Frédérick "Freddy" Gaudreau (born May 1, 1993) is a Canadian professional ice hockey centre currently playing for the Minnesota Wild of the National Hockey League (NHL).

Early life
Gaudreau was born on May 1, 1993, in Bromont, Quebec, Canada as the youngest child of parents Jean-Pierre Gaudreau and France Desrosiers. He attended Cégep de Shawinigan while playing in the Quebec Major Junior Hockey League and drove two hours from Drummondville to Shawinigan in order to graduate.

Playing career

Junior
As a youth, Gaudreau played in the 2006 Quebec International Pee-Wee Hockey Tournament with a minor ice hockey team from Missisquoi, Quebec. While playing midget hockey in the QMAAA with the Magog Cantonniers, Gaudreau suffered a severe wrist injury, turning him off the radar for junior scouts. However, due to a rule change allowing 17 year olds to continue playing midget ice hockey, Gaudreau was chosen by the Shawinigan Cataractes in the Quebec Major Junior Hockey League (QMJHL) as a walk-on in 2011.

In his rookie season with the Cataractes, he played in 64 games as the team won the 2012 Memorial Cup. Two years later, he was named the team's 57th captain in franchise history. His time as captain was shortlived, however, as he was traded to the Drummondville Voltigeurs in exchange for a first round pick in 2015, a second round pick in 2014, and Antoine Kilanowski. His only season with the Voltigeurs proved to be successful as he earned the Frank J. Selke Memorial Trophy as the QMJHL's most sportsmanlike player and was courted by at least four professional teams.

▶ WRITTEN PROBLEM 1
Translate this sentence from the Gaudreau profile into Spanish: "In his rookie season with the Cataractes, he played in 64 games as the team won the 2012 Memorial Cup."
▶ WRITTEN PROBLEM 2
Write out the Gaudreau profile from "Playing career" to "walk-on in 2011.", keeping every word and mark the same.
The data that comes next has no part in this.

▶ DATA EXTRACT

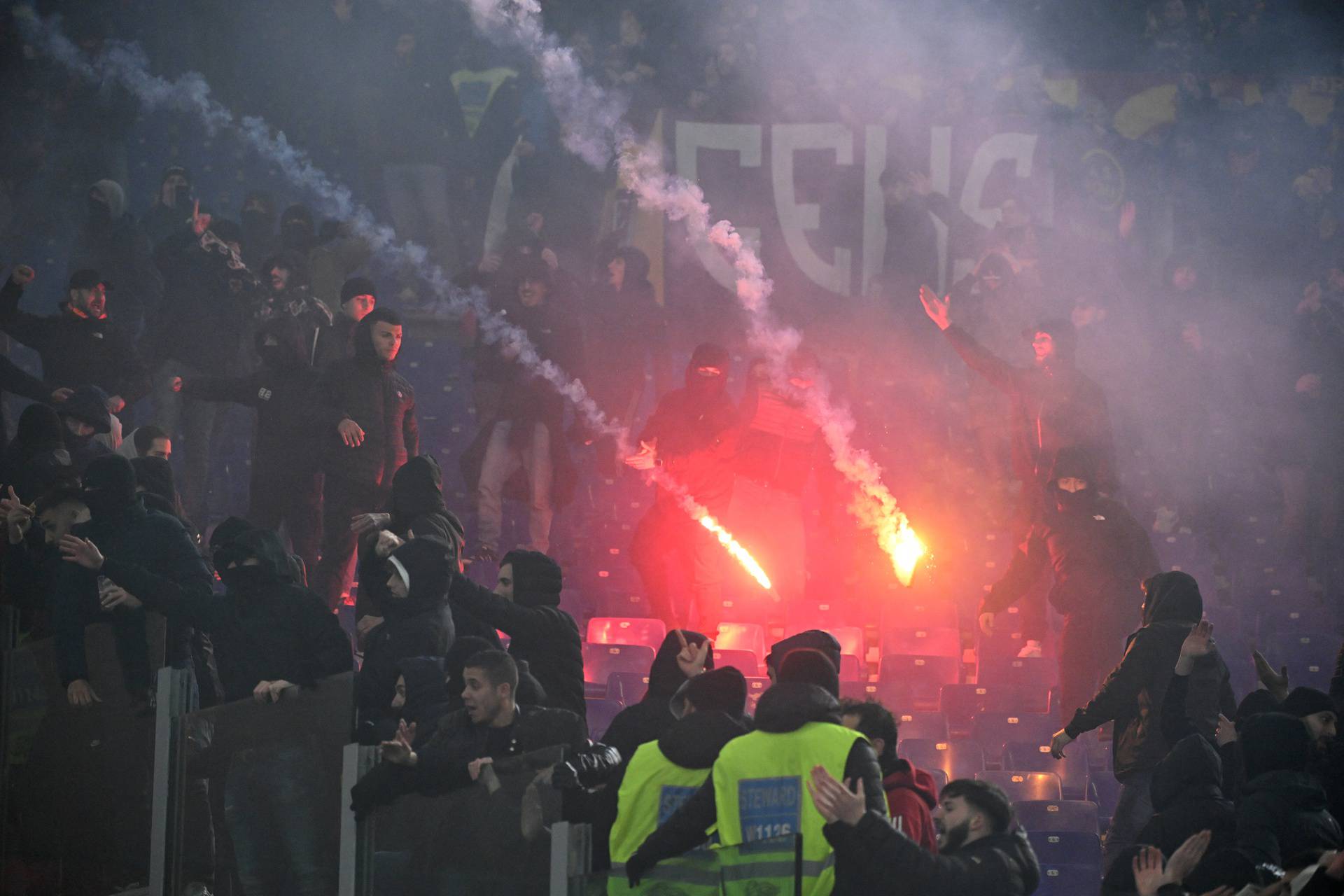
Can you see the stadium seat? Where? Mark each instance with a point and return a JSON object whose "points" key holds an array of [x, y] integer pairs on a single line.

▶ CORRECT RESULT 1
En su temporada de novato con los Cataractes, jugó 64 partidos mientras el equipo ganaba la Memorial Cup de 2012.

▶ CORRECT RESULT 2
Playing career

Junior
As a youth, Gaudreau played in the 2006 Quebec International Pee-Wee Hockey Tournament with a minor ice hockey team from Missisquoi, Quebec. While playing midget hockey in the QMAAA with the Magog Cantonniers, Gaudreau suffered a severe wrist injury, turning him off the radar for junior scouts. However, due to a rule change allowing 17 year olds to continue playing midget ice hockey, Gaudreau was chosen by the Shawinigan Cataractes in the Quebec Major Junior Hockey League (QMJHL) as a walk-on in 2011.